-- Source passage --
Why Rafiah Salim Should Stay

Kian Ming has a post in Education Malaysia re-iterating their (Tony and Kian Ming’s) position that Rafiah Salim should be removed as the VC of University of Malaya. I believe that this is a such a wrong and populist position that I feel compelled to reply.

First, Rafiah Salim has been reported to be implementing many sensible moves in improving the university. These steps include (a) making annual publications in two peer-reviewed journals a key performance index for lecturers; (b) consulting external dons in matters of promotion; and (c) the signing of student exchange agreements. Rome was not build overnight. Tony Pua is being completely unfair to blame Rafiah Salim for the continued decline of University of Malaya’s ranking. Rather than taking a knee-jerk reaction (e.g. recruiting graduate students from the Middle East to improve the foreign student ratio), Rafiah Salim seems to have the courage and wisdom of taking the bull by the horns in the unheadline grabbing task of trying to promote a research culture in the university.

Second, Khaled “Save Sufiah Yusof” Nordin’s move of extending Rafiah Salim’s contract by only six months puts her and the university in an invidious position. This effectively creates a ‘lame duck’ Vice Chancellor. Matters are on hold. Nothing will get done. See story below from the Chronicle of Higher Education.

-- Instructions to follow --
Please resume the post arguing that Rafiah Salim should stay as vice chancellor of University of Malaya, picking up right after its final sentence.

-- Given data --
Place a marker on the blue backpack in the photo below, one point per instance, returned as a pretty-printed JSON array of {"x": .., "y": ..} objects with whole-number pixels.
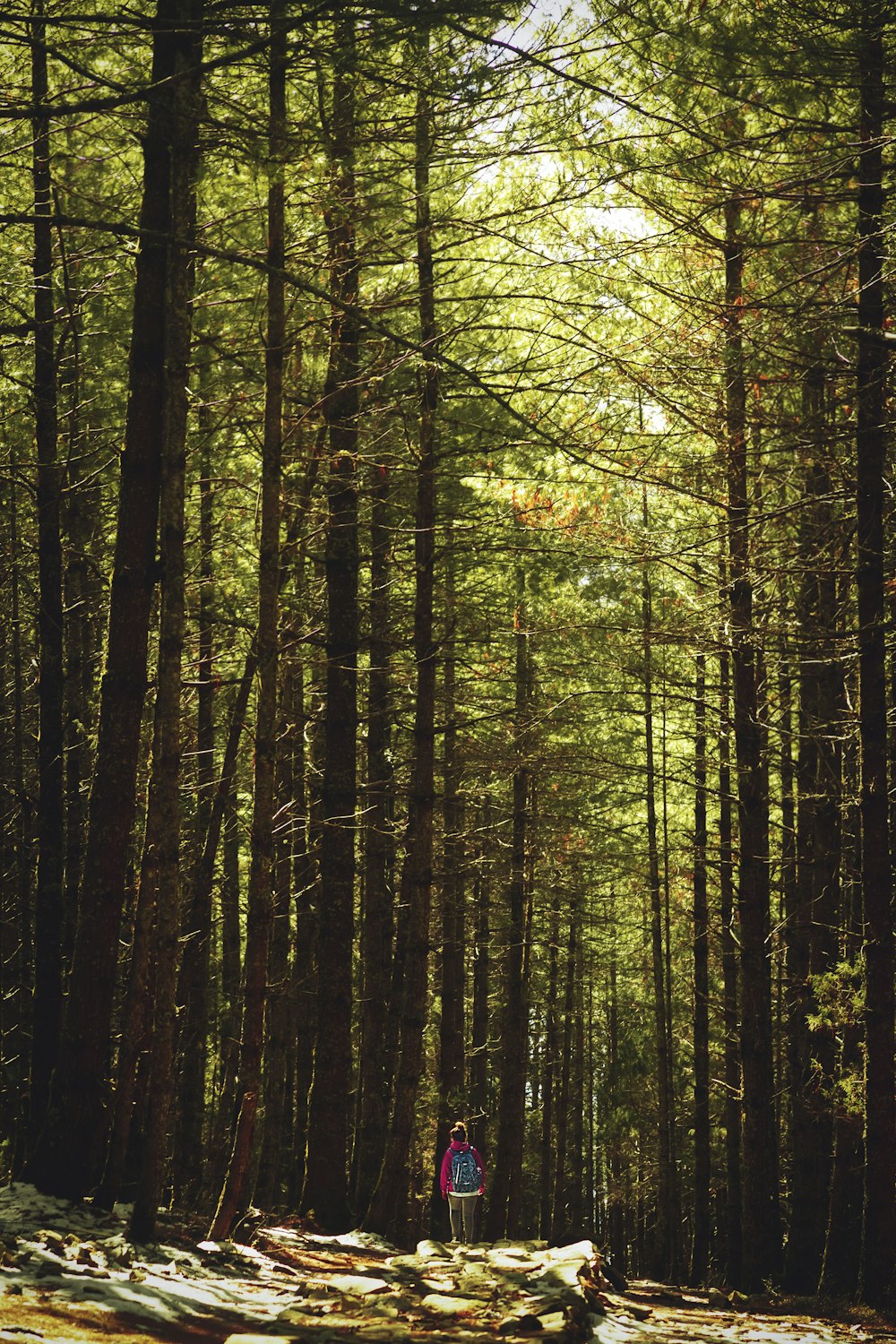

==

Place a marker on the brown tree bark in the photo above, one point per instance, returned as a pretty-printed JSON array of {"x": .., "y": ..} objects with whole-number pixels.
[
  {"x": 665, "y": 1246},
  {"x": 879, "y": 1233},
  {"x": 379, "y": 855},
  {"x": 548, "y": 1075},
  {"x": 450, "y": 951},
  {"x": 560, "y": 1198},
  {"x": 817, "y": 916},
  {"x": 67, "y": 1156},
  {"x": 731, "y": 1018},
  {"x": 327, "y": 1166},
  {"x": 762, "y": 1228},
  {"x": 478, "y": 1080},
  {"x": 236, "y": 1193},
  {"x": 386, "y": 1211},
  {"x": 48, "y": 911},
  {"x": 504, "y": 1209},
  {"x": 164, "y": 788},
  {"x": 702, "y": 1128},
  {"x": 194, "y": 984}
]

==

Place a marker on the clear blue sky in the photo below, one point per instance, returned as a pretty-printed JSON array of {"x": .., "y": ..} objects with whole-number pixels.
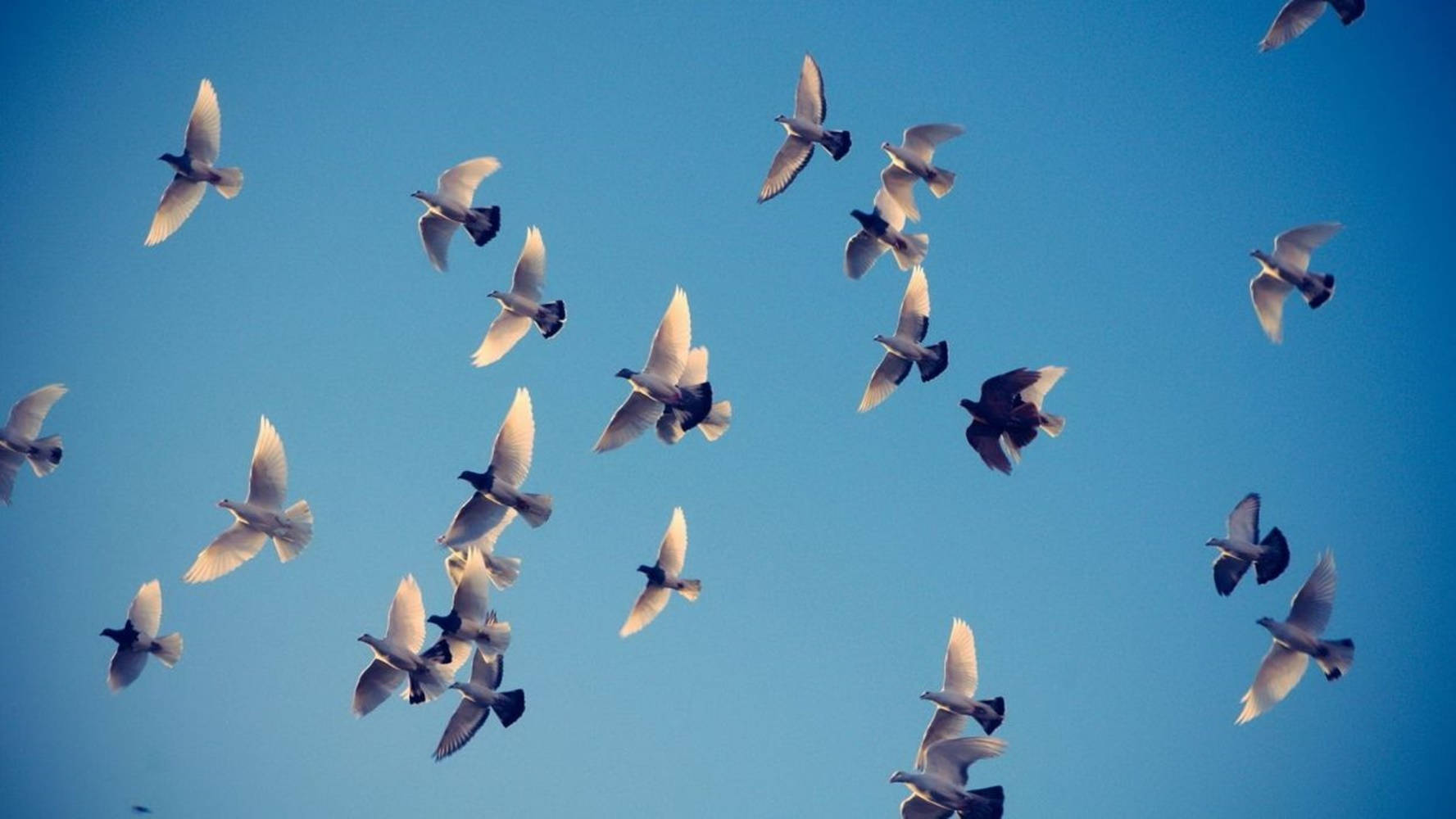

-- Answer box --
Third, Kian Ming’s gripe against Rafiah Salim’s qualifications is again unfair. It is true that she does not (save for an Honorary PhD) have a PhD. But you have to consider what discipline she is in and what generation she is from. Rafiah Salim is a lawyer and many lawyers in her generation even in Oxbridge do not have PhDs. In fact, in many US Law Schools where law is a postgraduate degree – PhDs are not a pre-requisite for faculty members. I am sure Kian Ming will agree with me that a PhD is not evidence of leadership abilities. I have met enough dumb people with PhDs to last me a life time. While a PhD is an absolute must for new faculty hires especially in science and the social sciences, Rafiah Salim should not be faulted for not having a PhD. As the Vice Chancellor she is an administrator whose most important quality is leadership ability. Thus far, I think she has shown remarkable leadership abilities. Also, Kian Ming’s comparison with the Harvard President is totally unwarranted. University of Malaya is not Harvard and will never be Harvard. To benchmark University of Malaya to Harvard is just so wrongheaded I do not even know where to begin.